*What to do*
a – For each of the following statements, state whether it agrees with the TAVR passage, answering yes or no and quoting the words of the passage that decide it: (i) Partner 3 compared TAVR with traditional open surgical replacement in low risk patients with aortic stenosis; (ii) the two large clinical trials each enrolled 500 patients; (iii) the Dallas hospital has already celebrated its 1,000th TAVR procedure.
b – Transcribe the stretch of the TAVR passage from "Physicians on the" through "1,000th TAVR procedure.".

*Document segment*
▬▬▬

Transcatheter Aortic Valve Replacement (TAVR) was a hot topic at the recently held American College of Cardiology annual meeting in New Orleans, LA. There were several presentations revealing the results of two large clinical trials that enrolled 1,000 patients each. The outcomes from a clinical trial named Partner 3, compared TAVR to traditional open surgical replacement for low risk patients with aortic stenosis (AS). Baylor Scott & White Health was the top enroller in this national study and helped contribute to the overall findings which indicated that TAVR continues to live up to its expectation of revolutionizing treatment options for cardiovascular patients with aortic valve stenosis. TAVR was shown to be safer and more effective than surgery in treating patients with AS.
Physicians on the medical staff at Baylor Scott & White Heart and Vascular Hospital - Dallas have been pioneers in TAVR and the use of various types of valves through clinical trials. Because of the high volume of procedures performed annually, the hospital, through its Center for Valve Disorders, is recognized as one of the leading TAVR centers in the United States. In fact, the hospital will soon celebrate a milestone, its 1,000th TAVR procedure.

▬▬▬

[Natural-language object grounding records]
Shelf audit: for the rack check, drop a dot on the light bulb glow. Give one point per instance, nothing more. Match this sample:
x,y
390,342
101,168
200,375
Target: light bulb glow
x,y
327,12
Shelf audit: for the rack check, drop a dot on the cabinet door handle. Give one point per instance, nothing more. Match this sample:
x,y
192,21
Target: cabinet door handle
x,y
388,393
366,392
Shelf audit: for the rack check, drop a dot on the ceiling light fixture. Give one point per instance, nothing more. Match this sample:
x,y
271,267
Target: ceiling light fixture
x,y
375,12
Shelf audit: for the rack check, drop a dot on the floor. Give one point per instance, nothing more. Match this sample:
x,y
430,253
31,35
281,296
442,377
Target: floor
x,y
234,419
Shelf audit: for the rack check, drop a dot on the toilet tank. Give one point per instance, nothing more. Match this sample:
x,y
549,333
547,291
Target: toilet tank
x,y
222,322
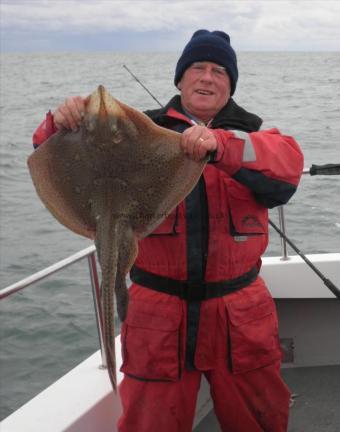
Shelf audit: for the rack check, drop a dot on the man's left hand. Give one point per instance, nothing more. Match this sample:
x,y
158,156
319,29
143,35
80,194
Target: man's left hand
x,y
197,141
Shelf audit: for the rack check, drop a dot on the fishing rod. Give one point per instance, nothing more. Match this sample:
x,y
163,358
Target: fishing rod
x,y
327,169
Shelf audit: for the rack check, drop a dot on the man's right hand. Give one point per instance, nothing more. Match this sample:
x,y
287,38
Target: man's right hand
x,y
69,114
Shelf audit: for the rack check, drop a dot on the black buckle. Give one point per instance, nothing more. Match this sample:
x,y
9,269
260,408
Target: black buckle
x,y
192,291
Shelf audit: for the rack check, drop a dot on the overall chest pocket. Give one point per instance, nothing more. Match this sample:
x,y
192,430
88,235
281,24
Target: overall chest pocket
x,y
151,341
253,335
246,216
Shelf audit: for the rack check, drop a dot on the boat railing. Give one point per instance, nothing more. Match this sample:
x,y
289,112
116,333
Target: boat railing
x,y
90,254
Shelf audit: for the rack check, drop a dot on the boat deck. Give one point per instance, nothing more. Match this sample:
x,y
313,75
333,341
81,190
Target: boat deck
x,y
316,405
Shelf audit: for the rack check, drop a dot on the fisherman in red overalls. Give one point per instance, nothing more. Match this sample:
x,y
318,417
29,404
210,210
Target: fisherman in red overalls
x,y
197,305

▬▬▬

*Exercise answers*
a –
(i) Yes: "The outcomes from a clinical trial named Partner 3, compared TAVR to traditional open surgical replacement for low risk patients with aortic stenosis (AS)."
(ii) No: "two large clinical trials that enrolled 1,000 patients each."
(iii) No: "the hospital will soon celebrate a milestone, its 1,000th TAVR procedure."

b –
Physicians on the medical staff at Baylor Scott & White Heart and Vascular Hospital - Dallas have been pioneers in TAVR and the use of various types of valves through clinical trials. Because of the high volume of procedures performed annually, the hospital, through its Center for Valve Disorders, is recognized as one of the leading TAVR centers in the United States. In fact, the hospital will soon celebrate a milestone, its 1,000th TAVR procedure.